[EXERCISE BRIEF] Only the line with "written like <point>51,125</point>." and the lines after it, through the end of the material, belong in the answer; repeat them exactly.

[DATA FOR REVIEW]
════════
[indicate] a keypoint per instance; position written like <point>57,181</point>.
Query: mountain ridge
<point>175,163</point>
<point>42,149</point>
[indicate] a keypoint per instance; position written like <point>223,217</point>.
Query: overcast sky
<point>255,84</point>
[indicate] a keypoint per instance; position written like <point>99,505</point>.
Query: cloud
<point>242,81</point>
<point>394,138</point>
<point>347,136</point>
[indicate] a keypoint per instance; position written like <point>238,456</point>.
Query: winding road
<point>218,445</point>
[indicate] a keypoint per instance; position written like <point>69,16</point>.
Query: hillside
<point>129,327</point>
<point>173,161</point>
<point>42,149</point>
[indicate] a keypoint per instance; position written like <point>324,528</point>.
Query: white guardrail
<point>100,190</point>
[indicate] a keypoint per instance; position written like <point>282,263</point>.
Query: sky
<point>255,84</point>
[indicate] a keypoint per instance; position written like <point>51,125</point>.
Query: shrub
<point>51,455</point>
════════
[SOLVED PROBLEM]
[indicate] a keypoint per instance; position written like <point>51,125</point>.
Query: shrub
<point>51,455</point>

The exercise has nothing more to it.